▸ Teks Pilihan
Galeh Dipukuli Polisi, Dipaksa Ngaku Jadi Pembunuh

SEMARANG- Anggota polisi seharusnya bertanggungjawab menegakkan hukum, memberantas kejahatan, melindungi masyarakat korban kejahatan, termasuk menangkap pelaku kejahatan. Namun demikian, tak jarang anggota polisi melakukan kesalahan prosedur dan menyalahgunakan wewenang, memilih cara fisik ketimbang analisis dari barang bukti. Sehingga rentan salah tangkap, aksi penganiayaan dan seterusnya. Kasus semacam itu tidak sulit ditemukan.

Sebagaimana menimpa remaja, Galeh Yoga Pratama (18), warga Pondok Raden Patah Blok H1 Nomor 14 RT 05 RW 03 Kelurahan Sriwulan, Kecamatan Sayung, Demak. Kepada wartawan, ia mengadu merasa menjadi korban salah tuduh dan dipukuli oleh lima anggota Polres Demak lantaran dipaksa mengaku menjadi pelaku pembunuhan. Padahal Galeh sendiri mengaku tidak tahu menahu soal pembunuhan yang dimaksud, tapi langsung dihajar oleh kelima oknum polisi tersebut.

Atas hal itu, orang tua korban, Budiyanto (40), melaporkan insiden tersebut di Sentra Pelayanan Kepolisian Terpadu (SPKT) Polda Jateng. Celakanya, laporan itu ditolak petugas.

"Saya hanya diterima secara lisan, petugas jaga meminta kembali lapor hari Senin (18/2). Padahal kan harusnya buka 24 jam selama satu minggu penuh. Sebagai masyarakat yang berusaha taat hukum, kami ingin mencari keadilan," kata Budiyanto kepada wartawan, kemarin.

Akan tetapi jika pelayanannya demikian, artinya tidak sesuai dengan kenyataan, sebagaimana apa yang diungkapkan Kapolda Jateng dalam peresmian SPKT Polda Jateng beberapa waktu lalu. "Anak saya menjadi korban penganiayaan yang diduga dilakukan oleh anggota Polres Demak," ungkap Budiyanto.

Diceritakannya, insiden penganiayaan itu bermula Jumat (15/2) di rumah teman korban, Sukirman (18), Jalan Pondok Raden Patah Tahap II Kelurahan Sriwulan, Kecamatan Sayung Demak . Sekitar pukul 16.30, Galeh tiba-tiba didatangi lima polisi mengendarai mobil. Mereka mengaku anggota Polres Demak. "Anak saya bersama Sukirman dibawa masuk ke dalam mobil. Kelima polisi itu langsung menginterogasi dan menyatakan di mana menyembunyikan celurit?" ungkapnya.

Galeh pun bingung saat petugas memaksa ia untuk mengaku sebagai pelaku pembunuhan. Saat di dalam mobil, mata Galeh ditutup dan tangan diborgol serta pakaian dilucuti. "Dalam kondisi mata ditutup, Galih dipukuli oleh anggota polisi," ujarnya.

▸ Data yang Disediakan

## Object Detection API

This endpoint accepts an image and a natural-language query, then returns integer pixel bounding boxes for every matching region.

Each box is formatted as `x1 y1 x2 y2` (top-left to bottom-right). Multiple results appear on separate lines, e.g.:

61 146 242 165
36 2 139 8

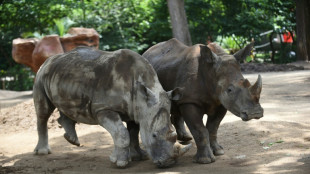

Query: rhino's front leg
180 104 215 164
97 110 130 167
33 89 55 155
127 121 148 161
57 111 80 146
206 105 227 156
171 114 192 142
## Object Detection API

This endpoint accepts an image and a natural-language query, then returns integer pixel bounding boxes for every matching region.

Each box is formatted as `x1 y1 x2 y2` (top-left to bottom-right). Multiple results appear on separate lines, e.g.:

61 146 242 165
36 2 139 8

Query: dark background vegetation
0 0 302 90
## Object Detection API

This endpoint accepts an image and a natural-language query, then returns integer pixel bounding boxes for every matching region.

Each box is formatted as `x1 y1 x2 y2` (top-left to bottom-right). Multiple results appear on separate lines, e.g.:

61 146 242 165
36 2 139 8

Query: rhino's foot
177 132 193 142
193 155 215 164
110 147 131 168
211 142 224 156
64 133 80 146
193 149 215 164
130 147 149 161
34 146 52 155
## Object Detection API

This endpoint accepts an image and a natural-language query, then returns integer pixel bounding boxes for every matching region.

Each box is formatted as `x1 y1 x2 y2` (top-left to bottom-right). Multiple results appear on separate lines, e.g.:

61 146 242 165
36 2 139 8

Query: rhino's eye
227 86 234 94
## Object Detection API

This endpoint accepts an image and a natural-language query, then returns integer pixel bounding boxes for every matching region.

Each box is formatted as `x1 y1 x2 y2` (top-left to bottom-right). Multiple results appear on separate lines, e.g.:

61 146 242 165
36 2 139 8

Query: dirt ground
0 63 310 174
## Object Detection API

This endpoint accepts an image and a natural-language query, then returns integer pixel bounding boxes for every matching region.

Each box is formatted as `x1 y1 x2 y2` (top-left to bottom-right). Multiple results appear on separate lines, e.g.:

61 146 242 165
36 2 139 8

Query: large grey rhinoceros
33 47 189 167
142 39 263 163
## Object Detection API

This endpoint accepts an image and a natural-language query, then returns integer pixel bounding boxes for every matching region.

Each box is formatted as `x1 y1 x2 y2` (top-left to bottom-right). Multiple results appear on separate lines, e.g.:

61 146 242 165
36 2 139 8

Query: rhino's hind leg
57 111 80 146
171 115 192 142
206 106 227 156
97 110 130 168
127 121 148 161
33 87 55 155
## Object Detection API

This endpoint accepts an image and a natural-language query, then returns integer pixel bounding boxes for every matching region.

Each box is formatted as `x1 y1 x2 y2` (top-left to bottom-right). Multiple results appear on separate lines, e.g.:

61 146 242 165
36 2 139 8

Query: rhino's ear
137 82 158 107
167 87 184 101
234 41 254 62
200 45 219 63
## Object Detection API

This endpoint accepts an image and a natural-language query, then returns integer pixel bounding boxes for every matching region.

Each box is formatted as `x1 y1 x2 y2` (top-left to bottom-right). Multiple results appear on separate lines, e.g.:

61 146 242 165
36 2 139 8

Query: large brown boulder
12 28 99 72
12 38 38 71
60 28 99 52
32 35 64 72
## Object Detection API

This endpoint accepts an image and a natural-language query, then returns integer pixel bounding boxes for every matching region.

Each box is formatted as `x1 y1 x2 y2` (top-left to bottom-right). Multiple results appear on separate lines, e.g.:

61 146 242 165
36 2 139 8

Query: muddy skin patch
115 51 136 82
* * *
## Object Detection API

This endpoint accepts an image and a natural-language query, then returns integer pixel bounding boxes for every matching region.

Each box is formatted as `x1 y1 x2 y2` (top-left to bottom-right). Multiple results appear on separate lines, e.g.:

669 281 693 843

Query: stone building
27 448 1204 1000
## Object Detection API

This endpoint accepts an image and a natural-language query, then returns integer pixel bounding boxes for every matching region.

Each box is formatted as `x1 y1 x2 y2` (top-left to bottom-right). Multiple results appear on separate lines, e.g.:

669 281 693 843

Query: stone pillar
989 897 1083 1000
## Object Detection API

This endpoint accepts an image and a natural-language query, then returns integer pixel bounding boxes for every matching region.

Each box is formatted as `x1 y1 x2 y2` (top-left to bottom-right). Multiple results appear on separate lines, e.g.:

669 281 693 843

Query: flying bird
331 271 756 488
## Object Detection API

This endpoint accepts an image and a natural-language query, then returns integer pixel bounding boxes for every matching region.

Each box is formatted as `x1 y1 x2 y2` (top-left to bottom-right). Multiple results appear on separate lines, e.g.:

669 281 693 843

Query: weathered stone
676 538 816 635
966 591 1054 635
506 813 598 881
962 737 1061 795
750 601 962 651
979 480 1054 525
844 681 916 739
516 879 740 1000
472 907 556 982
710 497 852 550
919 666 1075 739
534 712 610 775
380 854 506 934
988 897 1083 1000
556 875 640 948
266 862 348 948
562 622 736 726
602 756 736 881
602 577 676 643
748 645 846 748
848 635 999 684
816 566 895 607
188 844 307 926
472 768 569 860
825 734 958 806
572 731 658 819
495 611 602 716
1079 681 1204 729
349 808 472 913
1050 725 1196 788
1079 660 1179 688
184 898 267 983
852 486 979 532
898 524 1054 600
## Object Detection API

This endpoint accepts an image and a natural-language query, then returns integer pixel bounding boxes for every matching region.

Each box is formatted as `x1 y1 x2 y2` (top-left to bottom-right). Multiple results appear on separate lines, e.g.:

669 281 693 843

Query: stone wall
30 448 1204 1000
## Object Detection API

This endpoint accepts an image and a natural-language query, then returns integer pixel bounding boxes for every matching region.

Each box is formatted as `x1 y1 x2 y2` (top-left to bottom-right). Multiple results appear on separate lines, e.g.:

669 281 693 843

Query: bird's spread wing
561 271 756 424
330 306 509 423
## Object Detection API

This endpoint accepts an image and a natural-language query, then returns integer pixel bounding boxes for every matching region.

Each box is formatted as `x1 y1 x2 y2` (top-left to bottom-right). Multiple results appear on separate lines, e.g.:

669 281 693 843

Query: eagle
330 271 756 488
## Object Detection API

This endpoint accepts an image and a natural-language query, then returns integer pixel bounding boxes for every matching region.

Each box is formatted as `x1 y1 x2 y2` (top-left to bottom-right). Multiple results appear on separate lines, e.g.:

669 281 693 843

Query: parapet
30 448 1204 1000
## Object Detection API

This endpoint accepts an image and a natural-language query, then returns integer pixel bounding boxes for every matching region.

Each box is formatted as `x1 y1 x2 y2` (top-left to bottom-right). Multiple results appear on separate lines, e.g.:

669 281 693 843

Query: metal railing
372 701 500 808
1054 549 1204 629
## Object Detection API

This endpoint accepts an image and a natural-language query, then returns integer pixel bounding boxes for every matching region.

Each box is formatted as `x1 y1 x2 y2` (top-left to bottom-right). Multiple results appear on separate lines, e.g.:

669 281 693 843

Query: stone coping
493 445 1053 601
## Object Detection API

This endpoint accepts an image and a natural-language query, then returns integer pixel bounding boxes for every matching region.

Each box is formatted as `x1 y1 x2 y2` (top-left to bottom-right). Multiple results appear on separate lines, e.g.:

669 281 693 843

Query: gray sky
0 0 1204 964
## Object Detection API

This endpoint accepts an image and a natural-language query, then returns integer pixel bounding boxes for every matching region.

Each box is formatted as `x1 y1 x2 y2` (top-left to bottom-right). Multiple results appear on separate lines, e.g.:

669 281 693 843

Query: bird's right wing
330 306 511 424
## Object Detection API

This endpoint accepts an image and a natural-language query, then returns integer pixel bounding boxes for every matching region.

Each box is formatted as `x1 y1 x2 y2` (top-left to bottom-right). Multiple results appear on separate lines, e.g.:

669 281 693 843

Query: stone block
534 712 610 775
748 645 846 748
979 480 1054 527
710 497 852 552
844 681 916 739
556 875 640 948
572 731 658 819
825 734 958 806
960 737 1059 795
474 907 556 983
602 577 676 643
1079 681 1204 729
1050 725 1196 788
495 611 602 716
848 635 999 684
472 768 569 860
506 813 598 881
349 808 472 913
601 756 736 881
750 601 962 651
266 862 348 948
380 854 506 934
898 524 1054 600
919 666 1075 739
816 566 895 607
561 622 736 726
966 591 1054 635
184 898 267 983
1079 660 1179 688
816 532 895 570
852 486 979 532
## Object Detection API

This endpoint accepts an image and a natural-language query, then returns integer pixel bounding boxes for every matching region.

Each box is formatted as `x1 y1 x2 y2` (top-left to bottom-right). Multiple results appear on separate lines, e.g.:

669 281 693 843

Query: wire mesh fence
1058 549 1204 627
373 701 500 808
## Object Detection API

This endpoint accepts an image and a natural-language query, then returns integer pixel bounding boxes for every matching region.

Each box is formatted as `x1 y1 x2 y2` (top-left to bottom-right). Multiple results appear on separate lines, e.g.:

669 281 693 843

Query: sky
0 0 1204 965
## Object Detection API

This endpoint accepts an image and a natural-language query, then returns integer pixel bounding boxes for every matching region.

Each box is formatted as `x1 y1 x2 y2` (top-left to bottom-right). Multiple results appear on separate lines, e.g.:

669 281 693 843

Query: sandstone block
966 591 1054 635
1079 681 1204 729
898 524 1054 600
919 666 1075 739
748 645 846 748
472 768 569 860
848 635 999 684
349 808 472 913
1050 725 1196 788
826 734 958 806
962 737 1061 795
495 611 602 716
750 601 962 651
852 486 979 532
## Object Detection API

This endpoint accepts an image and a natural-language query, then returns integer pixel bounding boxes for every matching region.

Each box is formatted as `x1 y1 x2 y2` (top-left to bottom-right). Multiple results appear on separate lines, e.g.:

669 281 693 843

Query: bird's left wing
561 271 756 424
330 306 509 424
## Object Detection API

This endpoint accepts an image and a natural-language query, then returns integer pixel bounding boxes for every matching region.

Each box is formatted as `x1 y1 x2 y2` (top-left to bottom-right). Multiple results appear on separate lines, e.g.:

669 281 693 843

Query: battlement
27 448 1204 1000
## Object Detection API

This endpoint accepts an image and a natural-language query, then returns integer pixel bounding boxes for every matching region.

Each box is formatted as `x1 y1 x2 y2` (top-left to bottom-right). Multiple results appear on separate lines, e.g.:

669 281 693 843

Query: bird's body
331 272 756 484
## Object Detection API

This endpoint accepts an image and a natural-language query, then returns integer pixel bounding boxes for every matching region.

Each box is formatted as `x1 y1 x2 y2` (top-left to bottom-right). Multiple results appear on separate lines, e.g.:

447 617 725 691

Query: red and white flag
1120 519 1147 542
--
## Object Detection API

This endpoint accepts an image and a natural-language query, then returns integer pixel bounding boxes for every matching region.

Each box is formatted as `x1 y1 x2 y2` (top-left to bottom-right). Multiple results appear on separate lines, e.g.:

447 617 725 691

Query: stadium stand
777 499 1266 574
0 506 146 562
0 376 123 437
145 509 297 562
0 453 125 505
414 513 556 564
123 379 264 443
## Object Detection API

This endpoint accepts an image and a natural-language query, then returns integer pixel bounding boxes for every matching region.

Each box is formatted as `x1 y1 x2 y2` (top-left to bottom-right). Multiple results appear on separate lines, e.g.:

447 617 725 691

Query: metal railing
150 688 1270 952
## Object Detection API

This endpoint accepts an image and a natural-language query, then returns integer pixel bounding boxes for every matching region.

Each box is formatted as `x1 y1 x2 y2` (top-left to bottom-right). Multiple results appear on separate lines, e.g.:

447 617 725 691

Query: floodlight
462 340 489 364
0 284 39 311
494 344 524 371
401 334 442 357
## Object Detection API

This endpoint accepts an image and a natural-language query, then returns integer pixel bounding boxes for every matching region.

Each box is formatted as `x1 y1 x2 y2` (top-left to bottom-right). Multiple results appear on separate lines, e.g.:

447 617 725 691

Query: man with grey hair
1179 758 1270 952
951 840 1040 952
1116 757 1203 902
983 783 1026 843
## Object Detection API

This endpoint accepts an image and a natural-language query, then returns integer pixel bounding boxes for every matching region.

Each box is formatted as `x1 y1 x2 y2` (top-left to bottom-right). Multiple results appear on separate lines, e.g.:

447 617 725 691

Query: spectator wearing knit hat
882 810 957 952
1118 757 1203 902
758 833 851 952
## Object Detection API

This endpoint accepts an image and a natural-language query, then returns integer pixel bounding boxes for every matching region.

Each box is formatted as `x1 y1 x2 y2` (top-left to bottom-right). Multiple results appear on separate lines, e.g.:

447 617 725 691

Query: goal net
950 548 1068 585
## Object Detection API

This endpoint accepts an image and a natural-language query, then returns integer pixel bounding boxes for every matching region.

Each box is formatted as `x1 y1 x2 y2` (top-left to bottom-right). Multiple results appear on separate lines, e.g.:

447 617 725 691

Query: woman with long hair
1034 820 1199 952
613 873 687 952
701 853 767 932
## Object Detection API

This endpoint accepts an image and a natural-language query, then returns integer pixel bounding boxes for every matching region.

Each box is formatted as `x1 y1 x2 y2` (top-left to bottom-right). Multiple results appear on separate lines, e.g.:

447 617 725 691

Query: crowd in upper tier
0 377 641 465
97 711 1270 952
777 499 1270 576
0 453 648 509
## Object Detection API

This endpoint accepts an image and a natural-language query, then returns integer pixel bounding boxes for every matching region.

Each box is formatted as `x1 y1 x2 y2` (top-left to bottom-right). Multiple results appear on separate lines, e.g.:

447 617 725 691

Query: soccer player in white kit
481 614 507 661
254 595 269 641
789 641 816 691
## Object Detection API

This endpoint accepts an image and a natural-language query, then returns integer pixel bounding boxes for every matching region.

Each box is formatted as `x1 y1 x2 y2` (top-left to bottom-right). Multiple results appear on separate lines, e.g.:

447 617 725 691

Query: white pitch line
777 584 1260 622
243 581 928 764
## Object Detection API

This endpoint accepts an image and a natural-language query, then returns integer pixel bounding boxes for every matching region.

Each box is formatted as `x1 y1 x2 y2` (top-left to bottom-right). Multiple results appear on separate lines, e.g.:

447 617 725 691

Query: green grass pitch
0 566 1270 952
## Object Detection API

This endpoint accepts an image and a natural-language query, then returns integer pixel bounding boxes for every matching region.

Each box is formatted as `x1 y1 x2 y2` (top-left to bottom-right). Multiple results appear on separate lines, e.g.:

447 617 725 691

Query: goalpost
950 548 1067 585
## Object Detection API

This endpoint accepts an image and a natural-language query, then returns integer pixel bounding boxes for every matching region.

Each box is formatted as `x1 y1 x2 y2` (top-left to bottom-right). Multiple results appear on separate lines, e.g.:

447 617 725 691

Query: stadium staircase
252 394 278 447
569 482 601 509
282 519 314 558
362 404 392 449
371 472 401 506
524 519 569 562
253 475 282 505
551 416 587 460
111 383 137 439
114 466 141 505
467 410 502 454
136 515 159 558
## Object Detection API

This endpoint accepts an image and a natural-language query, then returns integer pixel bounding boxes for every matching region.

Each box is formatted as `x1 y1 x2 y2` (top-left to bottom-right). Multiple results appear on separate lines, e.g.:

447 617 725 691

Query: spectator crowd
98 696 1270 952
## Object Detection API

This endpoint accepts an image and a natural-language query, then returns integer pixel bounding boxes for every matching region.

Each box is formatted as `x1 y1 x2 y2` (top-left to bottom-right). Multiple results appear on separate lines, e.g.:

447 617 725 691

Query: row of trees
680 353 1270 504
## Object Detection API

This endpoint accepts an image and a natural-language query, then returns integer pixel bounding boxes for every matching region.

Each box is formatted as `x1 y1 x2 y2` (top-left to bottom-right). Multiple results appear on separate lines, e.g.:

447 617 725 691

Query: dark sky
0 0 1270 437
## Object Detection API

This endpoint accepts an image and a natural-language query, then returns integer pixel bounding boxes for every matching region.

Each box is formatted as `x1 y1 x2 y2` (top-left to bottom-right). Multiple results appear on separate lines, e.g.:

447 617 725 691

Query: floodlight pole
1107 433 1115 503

▸ Soal untuk Diselesaikan
a: Kumpulkan setiap baris listing yang memuat string "block". Huruf besar dan kecil harus dibedakan.
b: Lanjutkan berita tentang Galeh dari titik terakhirnya.
Berita tentang Galeh dan listing tidak memiliki kaitan satu sama lain.

▸ Keluaran yang Diharapkan
a:
Query: stone block
Query: sandstone block

b:
Setelah mata Galeh dibuka, ia melihat identitas petugas berinisial T, anggota Polres Demak. Galeh bersama Sukirman lantas dibawa ke Polres Demak. Sesampai di Mapolres Demak, Sukirman diturunkan namun Galeh masih ditahan di dalam mobil, lalu dibawa ke sebuah lapangan kosong dalam kondisi telanjang dan tangan masih diborgol. "Di lapangan itu, saya diancam akan ditembak bila tidak mengakui melakukan pembunuhan," terang Galeh bersama ayahnya.

Merasa tidak melakukan pembunuhan, Galeh, bersikukuh tidak mau mengakui atas tuduhan pembunuhan terhadap seorang pemuda di jalan menuju objek wisata Pantai Morosari, Kecamatan Sayung, Kabupaten Demak, pada Selasa (12/2).

''Pada hari Selasa siang, saya pergi ke Surabaya, bekerja sebagai kernet truk dan kembali ke Semarang pada Kamis (14/2) pagi. Setelah saya tunjukkan saksi dan bukti kalau saya tidak berada di lokasi kejadian seperti yang dituduhkan, akhirnya saya dilepas sekitar pukul 22.30,'' terang Galeh.

Pihak keluarga korban merasa kecewa atas perilaku arogan yang dilakukan lima oknum polisi Polres Demak itu. Ia berharap, Kapolda Jateng menindak tegas atas penganiayaan yang menimpa anaknya. "Oknum anggota polisi seperti itu harus dipecat dari anggota Polri. Jika orang biasa melakukan penganiayaan bisa dipenjara, maka jika dilakukan anggota polisi pun harus mendapat perlakuan hukum yang sama," tandasnya.

Kabid Humas Polda Jateng Kombes Pol Djihartono saat dikonfirmasi mengatakan
belum menerima laporan terkait dugaan penganiayaan yang dilakukan oleh lima anggota Polres Demak itu. "Saya belum menerima laporannya. Coba nanti saya cek dulu,'' katanya.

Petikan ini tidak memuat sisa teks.